__To-do list__:
a - From the post on machine learning in credit risk below, list the dimensions that the text says remain similar for the model validator.
b - Please explain, using the post on machine learning in credit risk below, why modelers are looking for causality and interpretation and not only better predictability.

__Page extract__:
## Begin

It’s an exciting time ahead for the new generation of credit model developers and validators.

While machine learning-based models can be diverse and multi-dimensional, this blog post will focus specifically on the use of these models in the world of Credit Risk.

Despite perceptions, as a technique, machine learning (ML) is neither new nor too complex. And though the speed of adoption of ML-based techniques differ by firms and industries, we are increasingly finding more and more application and use cases for this powerful analytical enabler. Arguably, slow progress has been made in the area of Credit Risk, primarily as we come out of a high transparency and stability focused Comprehensive Capital Analysis and Review (CCAR) era. One should note however that Credit Risk is pivotal to the acceptance of ML-based models as this is the area where the use of the technique is expected to be scrutinized more by the business and regulators.

Model developers are taking small but relevant steps towards gradually introducing ML-based models to mainstream credit decisioning. The advantages of ML-based models are well known and worth trying across multiple use cases. In the financial services industry, specifically in the Credit Risk area, we primarily see ML-based models used in Credit Acquisition and Line Management initiatives. The Generation (gen) 0 and Generation 1 ML-based models are required by regulators to be stable and explanatory in nature.1 Case in point are the fair lending considerations which mandate that banks’ credit decisions not be biased by factors such as gender, race, among others.2 Modelers therefore are not only trying to improve predictability but are also looking for causality and interpretation. For the model validator, although dimensions like conceptual soundness, variable selection and outcome analysis remain similar, there is an increased necessity to look at these dimensions through new lenses.

Key Validation Dimensions

To start with, rarely does one see self-learning Credit models in the industry today. By this I mean that we are still talking data lakes and not data stream in the world of credit decisioning. The primary driver for this is having factor stability in the decision process. The usual assumption is that the static lake is deep and wide enough to capture requisite trends. Validators do need to appreciate the cautious approach, however there is a strong case towards evaluating alternate model results and the robustness of the use case. The first question is therefore to assess if the model brings adequate performance improvement in its gen 0 and gen 1 form.

Validators should be aware that many practitioners still treat ensemble bagging and boosting techniques as complex black-box algorithm and just run the models using pre-built libraries. In the industry today, Random Forest is one of the most common bagging techniques and Gradient Boosting (GBM) is one of the most common boosting techniques. While both have demonstrated advantages, validators should strive to identify which techniques would be more effective in a use case. While a random forest method can help reduce variance and can handle overfitting relatively well, a GBM reduces bias and variance but tends to significantly overfit.

## End

Dataset records
## Begin

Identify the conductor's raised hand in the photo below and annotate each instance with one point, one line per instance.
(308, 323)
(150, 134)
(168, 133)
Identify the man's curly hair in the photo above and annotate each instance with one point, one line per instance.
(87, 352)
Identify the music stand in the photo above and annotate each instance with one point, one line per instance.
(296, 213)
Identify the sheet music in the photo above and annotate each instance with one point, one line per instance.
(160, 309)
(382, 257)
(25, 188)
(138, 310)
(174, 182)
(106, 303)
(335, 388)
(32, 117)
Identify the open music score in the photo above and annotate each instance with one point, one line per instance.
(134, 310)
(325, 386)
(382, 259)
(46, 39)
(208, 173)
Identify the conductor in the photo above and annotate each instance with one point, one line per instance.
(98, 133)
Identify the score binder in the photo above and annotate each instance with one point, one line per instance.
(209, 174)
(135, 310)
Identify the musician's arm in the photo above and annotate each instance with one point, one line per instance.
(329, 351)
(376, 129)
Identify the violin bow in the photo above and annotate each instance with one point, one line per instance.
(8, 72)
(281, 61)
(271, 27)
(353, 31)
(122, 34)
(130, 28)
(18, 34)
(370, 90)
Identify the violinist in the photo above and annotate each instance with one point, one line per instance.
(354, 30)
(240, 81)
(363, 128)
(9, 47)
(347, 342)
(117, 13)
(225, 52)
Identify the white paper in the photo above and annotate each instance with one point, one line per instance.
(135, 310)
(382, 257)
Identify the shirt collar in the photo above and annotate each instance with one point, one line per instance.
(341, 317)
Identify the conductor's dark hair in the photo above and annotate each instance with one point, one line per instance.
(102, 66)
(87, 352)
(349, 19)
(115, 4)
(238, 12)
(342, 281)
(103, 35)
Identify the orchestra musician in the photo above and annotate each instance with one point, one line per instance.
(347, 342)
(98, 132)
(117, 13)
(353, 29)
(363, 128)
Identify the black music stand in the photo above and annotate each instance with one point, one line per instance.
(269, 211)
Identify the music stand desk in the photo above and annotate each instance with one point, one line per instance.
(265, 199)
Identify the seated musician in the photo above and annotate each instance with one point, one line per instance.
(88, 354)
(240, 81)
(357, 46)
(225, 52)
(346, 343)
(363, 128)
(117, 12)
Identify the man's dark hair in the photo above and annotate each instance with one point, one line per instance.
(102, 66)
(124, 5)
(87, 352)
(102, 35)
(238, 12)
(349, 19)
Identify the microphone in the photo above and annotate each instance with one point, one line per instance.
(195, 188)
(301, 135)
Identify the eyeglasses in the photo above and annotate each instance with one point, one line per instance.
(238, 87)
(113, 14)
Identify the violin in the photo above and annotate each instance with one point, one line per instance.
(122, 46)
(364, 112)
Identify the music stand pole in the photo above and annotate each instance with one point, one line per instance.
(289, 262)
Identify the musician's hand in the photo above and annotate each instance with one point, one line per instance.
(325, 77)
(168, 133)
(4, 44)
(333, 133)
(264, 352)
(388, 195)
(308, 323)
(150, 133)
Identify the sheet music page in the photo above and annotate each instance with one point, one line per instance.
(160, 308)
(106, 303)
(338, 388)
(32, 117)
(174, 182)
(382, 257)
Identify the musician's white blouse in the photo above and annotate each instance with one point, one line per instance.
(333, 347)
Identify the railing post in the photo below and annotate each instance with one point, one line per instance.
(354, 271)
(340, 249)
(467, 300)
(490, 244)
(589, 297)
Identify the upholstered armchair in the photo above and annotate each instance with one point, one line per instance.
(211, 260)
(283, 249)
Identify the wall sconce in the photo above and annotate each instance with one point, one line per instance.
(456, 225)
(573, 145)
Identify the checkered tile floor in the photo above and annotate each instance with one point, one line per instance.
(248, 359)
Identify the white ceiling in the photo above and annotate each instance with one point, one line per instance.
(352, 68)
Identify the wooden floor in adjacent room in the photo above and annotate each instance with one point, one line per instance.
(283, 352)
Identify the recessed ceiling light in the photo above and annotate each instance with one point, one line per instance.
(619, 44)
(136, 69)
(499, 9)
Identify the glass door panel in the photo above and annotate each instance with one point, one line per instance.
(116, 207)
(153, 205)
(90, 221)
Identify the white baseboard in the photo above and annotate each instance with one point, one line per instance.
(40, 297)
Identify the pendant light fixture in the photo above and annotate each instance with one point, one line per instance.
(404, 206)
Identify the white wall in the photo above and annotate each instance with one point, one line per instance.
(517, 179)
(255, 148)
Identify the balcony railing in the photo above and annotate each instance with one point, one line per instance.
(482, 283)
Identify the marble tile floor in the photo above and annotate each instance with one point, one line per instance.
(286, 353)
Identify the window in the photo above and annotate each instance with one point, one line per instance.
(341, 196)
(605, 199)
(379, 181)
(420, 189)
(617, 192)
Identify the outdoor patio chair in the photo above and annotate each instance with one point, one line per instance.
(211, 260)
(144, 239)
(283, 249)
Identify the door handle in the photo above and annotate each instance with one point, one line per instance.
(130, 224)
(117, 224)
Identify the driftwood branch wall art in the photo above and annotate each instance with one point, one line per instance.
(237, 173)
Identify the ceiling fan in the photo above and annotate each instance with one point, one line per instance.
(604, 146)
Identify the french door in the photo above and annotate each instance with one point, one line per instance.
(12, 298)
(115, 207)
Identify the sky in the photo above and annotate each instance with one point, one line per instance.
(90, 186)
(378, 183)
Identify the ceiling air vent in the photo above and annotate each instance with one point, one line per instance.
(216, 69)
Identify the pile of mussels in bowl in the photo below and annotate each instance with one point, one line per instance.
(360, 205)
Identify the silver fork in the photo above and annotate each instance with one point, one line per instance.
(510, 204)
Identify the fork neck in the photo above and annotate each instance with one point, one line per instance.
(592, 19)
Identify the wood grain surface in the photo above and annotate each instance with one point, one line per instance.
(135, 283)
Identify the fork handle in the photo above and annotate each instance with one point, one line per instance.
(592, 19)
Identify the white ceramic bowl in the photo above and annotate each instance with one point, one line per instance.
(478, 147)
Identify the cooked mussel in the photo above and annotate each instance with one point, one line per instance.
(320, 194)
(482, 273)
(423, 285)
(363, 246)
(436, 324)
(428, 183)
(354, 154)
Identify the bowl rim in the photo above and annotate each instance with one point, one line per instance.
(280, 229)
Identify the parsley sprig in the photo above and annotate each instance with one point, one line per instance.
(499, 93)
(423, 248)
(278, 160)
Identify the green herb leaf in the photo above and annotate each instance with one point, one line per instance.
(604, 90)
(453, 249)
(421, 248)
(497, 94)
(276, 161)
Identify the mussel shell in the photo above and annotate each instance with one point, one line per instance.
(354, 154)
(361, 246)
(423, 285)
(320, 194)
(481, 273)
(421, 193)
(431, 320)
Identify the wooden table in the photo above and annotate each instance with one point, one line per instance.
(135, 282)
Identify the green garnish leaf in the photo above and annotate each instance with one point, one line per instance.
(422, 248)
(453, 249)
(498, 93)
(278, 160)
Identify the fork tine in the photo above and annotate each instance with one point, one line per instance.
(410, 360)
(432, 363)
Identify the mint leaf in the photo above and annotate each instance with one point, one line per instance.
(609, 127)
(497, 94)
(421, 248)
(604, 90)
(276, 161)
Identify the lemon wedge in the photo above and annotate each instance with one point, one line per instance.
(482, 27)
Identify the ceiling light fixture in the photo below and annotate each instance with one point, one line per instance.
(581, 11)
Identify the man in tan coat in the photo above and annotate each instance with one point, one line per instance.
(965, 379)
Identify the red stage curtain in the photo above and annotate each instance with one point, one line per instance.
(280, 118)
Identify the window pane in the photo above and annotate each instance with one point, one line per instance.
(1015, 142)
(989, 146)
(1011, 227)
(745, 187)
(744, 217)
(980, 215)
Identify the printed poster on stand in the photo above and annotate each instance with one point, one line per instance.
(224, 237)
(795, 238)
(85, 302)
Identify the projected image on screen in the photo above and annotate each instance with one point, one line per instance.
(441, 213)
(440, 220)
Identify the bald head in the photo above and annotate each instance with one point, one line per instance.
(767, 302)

## End
## Begin

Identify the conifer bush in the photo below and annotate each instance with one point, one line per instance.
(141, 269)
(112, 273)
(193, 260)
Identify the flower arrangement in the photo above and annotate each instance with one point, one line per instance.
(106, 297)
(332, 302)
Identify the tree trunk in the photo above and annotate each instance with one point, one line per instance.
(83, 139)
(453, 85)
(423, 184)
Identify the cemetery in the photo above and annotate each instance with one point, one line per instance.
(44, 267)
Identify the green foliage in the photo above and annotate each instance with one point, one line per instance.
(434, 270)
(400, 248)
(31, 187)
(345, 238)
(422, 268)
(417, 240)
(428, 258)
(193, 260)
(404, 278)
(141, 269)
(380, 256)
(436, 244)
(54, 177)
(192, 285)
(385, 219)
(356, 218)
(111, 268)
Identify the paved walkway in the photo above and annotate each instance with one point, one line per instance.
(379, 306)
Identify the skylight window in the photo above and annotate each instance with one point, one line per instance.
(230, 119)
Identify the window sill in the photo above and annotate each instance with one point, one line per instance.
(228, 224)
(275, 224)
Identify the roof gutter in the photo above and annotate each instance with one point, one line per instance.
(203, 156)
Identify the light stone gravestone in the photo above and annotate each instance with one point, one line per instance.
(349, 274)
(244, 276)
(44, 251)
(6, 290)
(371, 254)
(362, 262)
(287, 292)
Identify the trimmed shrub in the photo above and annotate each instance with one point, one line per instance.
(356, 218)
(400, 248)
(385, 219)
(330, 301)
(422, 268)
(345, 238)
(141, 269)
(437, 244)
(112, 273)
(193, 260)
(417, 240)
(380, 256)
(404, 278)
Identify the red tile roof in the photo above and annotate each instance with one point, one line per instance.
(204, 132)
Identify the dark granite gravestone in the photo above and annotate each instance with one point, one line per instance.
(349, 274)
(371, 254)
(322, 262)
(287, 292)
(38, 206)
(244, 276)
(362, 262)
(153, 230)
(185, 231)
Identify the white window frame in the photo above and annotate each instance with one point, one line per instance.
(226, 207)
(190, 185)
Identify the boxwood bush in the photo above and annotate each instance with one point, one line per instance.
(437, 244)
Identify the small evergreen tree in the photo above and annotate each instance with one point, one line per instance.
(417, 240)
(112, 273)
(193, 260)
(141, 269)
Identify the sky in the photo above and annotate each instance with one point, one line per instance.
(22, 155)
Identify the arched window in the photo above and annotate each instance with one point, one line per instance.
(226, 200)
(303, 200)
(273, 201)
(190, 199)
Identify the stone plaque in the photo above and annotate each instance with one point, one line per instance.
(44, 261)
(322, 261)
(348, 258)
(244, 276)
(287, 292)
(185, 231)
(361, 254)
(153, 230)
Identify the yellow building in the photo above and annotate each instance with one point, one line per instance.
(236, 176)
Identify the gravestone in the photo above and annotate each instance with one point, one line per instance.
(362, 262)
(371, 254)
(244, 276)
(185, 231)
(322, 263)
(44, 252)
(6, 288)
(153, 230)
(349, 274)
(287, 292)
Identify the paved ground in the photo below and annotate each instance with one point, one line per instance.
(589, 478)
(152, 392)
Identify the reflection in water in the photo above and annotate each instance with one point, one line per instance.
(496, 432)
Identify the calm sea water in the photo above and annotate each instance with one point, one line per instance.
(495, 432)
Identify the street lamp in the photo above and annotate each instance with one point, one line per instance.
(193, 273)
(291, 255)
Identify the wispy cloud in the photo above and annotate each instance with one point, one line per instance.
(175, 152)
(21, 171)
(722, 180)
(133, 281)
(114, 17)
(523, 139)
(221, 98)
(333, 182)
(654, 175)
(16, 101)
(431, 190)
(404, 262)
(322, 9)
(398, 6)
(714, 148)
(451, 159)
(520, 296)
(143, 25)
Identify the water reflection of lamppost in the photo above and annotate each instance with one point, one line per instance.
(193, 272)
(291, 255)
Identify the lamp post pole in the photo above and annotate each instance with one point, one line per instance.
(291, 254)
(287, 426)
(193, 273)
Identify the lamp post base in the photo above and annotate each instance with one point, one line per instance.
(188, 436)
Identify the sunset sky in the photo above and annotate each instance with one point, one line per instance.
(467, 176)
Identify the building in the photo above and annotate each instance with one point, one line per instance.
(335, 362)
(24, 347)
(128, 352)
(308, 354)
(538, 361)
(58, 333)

## End

__Results__:
a -
- Conceptual soundness
- Variable selection
- Outcome analysis

b - Regulators require Generation 0 and Generation 1 ML-based models to be stable and explanatory in nature. For example, fair lending considerations mandate that banks' credit decisions not be biased by factors such as gender or race.